Stored data entries:
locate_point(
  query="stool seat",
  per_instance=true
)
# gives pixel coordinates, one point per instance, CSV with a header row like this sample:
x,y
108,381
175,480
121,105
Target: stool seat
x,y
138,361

• [Work request]: Print the data above exactly.

• [Exercise response]:
locate_point(
  query="stool seat",
  per_instance=true
)
# gives pixel coordinates, one point per instance, CSV with a header row like this sample:
x,y
108,381
175,480
121,105
Target: stool seat
x,y
138,361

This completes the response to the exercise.